* Extract provided *
## start
Comments (14)
FWIW, I just tested this with forge 22.0.1 and it worked OK for me. The PID after the --attach-mpi arg should be the same PID that you are attaching STAT to and this assumes that the PID is present on the node where STAT and DDT are being launched. Can you confirm with ps x
that the PID it is attempting to attach to is indeed the appropriate srun PID?
from stat.
The PID is correct, I use stat-gui -- attached, pleas see below
++ ssh aa3-2035 pgrep -o srun
+ /lus/h2resw01/hpcperm/atosla/Tools/spack/opt/spack/linux-rhel8-zen/gcc-8.4.1/stat-develop-lznpndx6cjf5opqo2wwv6hpsqf6jahzx/bin/stat-gui --attach aa3-2035:312897
<Jun 28 17:35:23> <Launchmon> (INFO): Just continued the RM process out of the first trap
fork exec DDT ['/usr/local/apps/forge/21.1.1/bin/ddt', '--attach-mpi', '312897', '--subset', '0,2,3,6,8,42,16,17', './t3.x']
The specified process was not found.
## end
* Data block *
## start
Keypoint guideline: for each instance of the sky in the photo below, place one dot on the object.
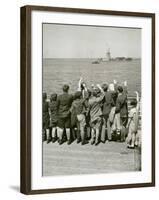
## end
* Stated task A *
In the thread on attaching DDT through STAT, which forge version did the first commenter test with?
* Stated task B *
Write the next part of the thread on attaching DDT through STAT, starting after its final sentence.
The lines are material of their own, apart from the thread on attaching DDT through STAT.

* Task response A *
Forge 22.0.1.

* Task response B *
and also I have checked on the compute node with ps.
If I try to attach directly ddt to srun on the compute node I get the following:
$ ddt --attach-mpi=`pgrep -o srun ` ~/old-home/Apps/stat-tests/t3.x
The specified process was found, but no MPI process details were
contained in this process.
Is this an mpirun process, or is the mpirun binary stripped?
My forge version is older 21.1.1
from stat.
For the example you gave you attached to "aa3-2035:312897" and I'm guessing you ran that from a login node or launch node. Are you able to ssh to aa3-2035 and launch the STAT GUI there? Once on aa3-2035, you should be able to just attach to the PID, 312897, in your case. Either way, I would then suggest trying to copy the exact ddt command line and all its args and run it on aa3-2035 as a sanity check. Sometimes there are multiple srun processes and you need to be sure to attach to the appropriate one. The forge version should be fine as they have supported this for many years now.
from stat.
sorry for the incorrect reference to this issue, I meant to post it to issue 44.
from stat.
I have launched the job with srun from the login node. In this case the top srun demon (job slurm demon) runs on the login node and ddt detects the correct srun process to connect. (well on my system ddt fails with the error I have described above).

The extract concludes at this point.